■ YOUR TASK ■
Change "blue vertical siding" to "gray vertical siding" in the records from the line containing "If you could drop a marker on the red" through the end, and give those lines back with nothing else altered.

■ RECORDS FOR PROCESSING ■
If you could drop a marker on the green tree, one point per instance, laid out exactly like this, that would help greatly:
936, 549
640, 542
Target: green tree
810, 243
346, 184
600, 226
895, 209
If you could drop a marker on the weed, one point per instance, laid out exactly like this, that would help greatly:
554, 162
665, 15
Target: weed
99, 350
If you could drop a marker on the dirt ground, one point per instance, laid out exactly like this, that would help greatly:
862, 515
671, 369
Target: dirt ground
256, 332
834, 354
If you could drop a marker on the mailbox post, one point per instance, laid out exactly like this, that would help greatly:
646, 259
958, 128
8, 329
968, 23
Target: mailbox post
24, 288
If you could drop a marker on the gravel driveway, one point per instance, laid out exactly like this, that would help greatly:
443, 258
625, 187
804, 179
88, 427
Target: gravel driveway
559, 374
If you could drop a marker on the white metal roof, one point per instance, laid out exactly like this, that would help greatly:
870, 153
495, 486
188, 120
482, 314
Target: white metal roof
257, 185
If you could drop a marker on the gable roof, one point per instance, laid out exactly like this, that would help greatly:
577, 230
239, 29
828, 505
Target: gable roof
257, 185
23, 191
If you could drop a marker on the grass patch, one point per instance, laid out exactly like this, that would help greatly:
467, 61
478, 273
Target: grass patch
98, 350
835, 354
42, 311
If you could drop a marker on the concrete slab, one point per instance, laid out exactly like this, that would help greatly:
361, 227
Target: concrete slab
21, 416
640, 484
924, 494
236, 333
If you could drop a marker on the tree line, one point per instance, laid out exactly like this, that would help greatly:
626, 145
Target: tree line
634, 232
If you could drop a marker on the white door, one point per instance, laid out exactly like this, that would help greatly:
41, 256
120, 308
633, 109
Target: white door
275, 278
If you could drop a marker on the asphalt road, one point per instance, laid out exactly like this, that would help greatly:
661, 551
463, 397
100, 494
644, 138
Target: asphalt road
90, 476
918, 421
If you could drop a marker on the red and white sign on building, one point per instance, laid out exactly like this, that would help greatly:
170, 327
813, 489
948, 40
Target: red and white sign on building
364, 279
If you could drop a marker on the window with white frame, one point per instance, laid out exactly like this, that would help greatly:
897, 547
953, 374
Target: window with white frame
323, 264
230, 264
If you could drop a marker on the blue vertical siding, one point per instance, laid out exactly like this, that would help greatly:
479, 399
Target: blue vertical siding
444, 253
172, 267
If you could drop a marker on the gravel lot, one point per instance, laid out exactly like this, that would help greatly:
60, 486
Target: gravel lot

■ SOLUTION TO THE EXERCISE ■
If you could drop a marker on the red and white sign on building, one point per instance, laid out exactly like this, that would help greatly:
170, 327
813, 489
948, 40
Target: red and white sign on building
364, 279
If you could drop a marker on the window with white frame, one point per instance, laid out exactly like this, that would help greatly:
897, 547
953, 374
Target: window with white frame
323, 264
230, 264
If you could drop a marker on the gray vertical siding, one point per instance, laid out exactly like this, that would help greatly:
479, 399
Target: gray vertical siding
444, 253
172, 267
If you could drop a marker on the gravel lot, one point per instance, laid out exactly like this, that would help greatly:
60, 486
Target: gravel lot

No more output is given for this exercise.